▸ **Task directions**
Write out every line of the material exactly as it appears.

▸ **Records shown**
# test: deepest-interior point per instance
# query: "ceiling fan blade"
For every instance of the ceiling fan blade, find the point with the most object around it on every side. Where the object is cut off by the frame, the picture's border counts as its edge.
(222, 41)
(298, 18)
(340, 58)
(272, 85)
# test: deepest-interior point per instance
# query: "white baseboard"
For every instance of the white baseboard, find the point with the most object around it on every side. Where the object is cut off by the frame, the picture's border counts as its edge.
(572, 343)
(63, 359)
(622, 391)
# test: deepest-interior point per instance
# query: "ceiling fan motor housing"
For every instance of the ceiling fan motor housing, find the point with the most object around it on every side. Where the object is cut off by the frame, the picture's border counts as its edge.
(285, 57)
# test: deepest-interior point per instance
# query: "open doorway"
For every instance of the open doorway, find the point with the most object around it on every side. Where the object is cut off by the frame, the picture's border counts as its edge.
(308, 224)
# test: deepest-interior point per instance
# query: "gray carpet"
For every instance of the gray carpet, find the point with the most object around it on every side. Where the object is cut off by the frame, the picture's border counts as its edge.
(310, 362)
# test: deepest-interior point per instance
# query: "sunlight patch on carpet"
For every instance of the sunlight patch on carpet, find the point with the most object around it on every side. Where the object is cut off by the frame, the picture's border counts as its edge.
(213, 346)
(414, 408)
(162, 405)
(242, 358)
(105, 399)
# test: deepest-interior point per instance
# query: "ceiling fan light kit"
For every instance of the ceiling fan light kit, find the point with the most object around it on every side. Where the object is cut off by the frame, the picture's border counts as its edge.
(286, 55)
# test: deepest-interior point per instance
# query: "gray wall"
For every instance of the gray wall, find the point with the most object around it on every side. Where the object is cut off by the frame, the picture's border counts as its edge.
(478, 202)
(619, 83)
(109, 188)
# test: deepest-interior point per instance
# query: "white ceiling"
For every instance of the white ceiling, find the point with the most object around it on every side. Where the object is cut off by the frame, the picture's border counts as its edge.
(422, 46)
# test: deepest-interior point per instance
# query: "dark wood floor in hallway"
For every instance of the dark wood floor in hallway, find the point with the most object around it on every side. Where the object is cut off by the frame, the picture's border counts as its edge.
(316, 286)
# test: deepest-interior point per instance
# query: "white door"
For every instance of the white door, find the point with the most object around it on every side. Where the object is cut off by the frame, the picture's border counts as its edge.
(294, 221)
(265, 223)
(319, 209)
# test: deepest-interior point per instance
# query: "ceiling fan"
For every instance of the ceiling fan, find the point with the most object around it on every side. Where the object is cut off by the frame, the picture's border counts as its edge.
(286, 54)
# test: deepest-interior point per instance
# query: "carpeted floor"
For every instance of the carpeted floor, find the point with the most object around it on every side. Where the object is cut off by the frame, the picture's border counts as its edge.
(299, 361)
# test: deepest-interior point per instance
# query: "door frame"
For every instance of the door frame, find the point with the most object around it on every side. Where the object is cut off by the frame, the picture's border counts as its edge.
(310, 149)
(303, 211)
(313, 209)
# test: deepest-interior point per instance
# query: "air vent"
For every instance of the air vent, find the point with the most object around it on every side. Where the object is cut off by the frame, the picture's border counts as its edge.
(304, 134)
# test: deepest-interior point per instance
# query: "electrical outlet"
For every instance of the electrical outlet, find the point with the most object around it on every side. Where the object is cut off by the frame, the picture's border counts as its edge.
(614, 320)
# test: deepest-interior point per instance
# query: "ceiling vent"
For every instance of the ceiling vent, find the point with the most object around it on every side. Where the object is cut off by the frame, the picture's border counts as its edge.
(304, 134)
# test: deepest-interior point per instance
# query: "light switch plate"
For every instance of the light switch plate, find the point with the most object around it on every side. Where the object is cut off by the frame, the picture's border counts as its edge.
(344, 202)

▸ **Problem solution**
# test: deepest-interior point per instance
# query: "ceiling fan blade"
For every instance of the ceiling fan blade, find the point with the most object around it on every side. Where the object is cut off by the frame, the picture's border counts as its edge.
(222, 41)
(298, 18)
(340, 58)
(272, 85)
# test: deepest-interior point per instance
# query: "white baseboard"
For every instance of the white baseboard, find the point with the most object around it on every side. Where the object is cut off by the frame, the picture's border counts as its edge.
(572, 343)
(63, 359)
(622, 391)
# test: deepest-interior point per instance
# query: "ceiling fan motor housing"
For every instance of the ceiling fan motor housing, find the point with the most object around it on every side. Where the object is cut off by the frame, the picture's border counts as its edge.
(285, 57)
# test: deepest-interior point per instance
# query: "open doorway"
For every instance of the open doorway, find the point with the most object around it on every side. Where the object is cut off by the frame, the picture's border counts as its edge.
(308, 224)
# test: deepest-interior point per instance
# query: "gray carpet"
For every instance of the gray carpet, find the point with the most object around it on every side. Where the object is cut off by the frame, the picture's border counts as its edge.
(310, 362)
# test: deepest-interior point per instance
# query: "sunlight patch on carpet"
For every instance of the sunlight patch on carpet, find the point with the most object around it on every side. Where the object is cut off by the frame, the picture's border counts as its edge.
(213, 346)
(414, 408)
(162, 405)
(242, 358)
(105, 399)
# test: deepest-interior point per instance
# query: "ceiling fan light kit"
For every instance of the ceiling fan light kit, find the point with the most object around it on every side. Where the object is cut off by the frame, the picture's border counts as its edge.
(286, 55)
# test: deepest-interior point per instance
# query: "gray wall"
For every instance of the gray wall, find the point with the most object around it on every side. Where the object is cut off by the frame, the picture's border counts as its edge.
(478, 202)
(619, 83)
(109, 188)
# test: deepest-interior point per instance
# query: "white ceiling"
For every instance of the white ceiling, find the point with the most object around it on every side. Where the object is cut off by the frame, the picture's border counts as its edge.
(422, 46)
# test: deepest-interior point per instance
# query: "dark wood floor in hallway"
For every instance of the dark wood floor in hallway, find the point with the most object around it on every side. Where the object is cut off by the frame, the picture's border counts as its edge.
(316, 286)
# test: deepest-interior point per instance
# query: "white door"
For every instance of the white door, find the point with the most object around it on every side. Where the object is cut off by the frame, the picture's border counts as its edge.
(294, 221)
(265, 223)
(319, 209)
# test: deepest-interior point per instance
# query: "ceiling fan"
For every instance of the ceiling fan, find the point with the most object around it on every side. Where the object is cut off by the frame, the picture's border counts as its edge.
(286, 54)
# test: deepest-interior point per instance
# query: "carpeted floor"
For every instance of the carpeted floor, find the point with the most object around it on every side. Where the object is cut off by the frame, the picture's border counts as its edge.
(299, 361)
# test: deepest-interior point per instance
# query: "door frame"
For every instance of the door frame, find the point with the most object around it on every side. Where the object is cut off by the frame, the picture's border counts as its edge.
(310, 149)
(303, 211)
(313, 209)
# test: deepest-interior point per instance
# query: "air vent"
For every instance of the air vent, find the point with the most object around it on every side. Where the object is cut off by the frame, the picture's border counts as its edge.
(304, 134)
# test: deepest-interior point per instance
# query: "electrical outlet"
For every instance of the electrical outlet, find the point with the most object around it on every side. Where the object is cut off by the frame, the picture's border counts as its edge.
(614, 320)
# test: deepest-interior point per instance
# query: "ceiling vent"
For every instance of the ceiling vent, find the point with the most object around it on every side. Where the object is cut off by the frame, the picture's border counts as its edge.
(304, 134)
# test: deepest-interior point per instance
# query: "light switch plate"
For every instance of the light switch plate, find the point with the most object around it on every side. Where the object is cut off by the frame, the picture's border counts as its edge.
(344, 202)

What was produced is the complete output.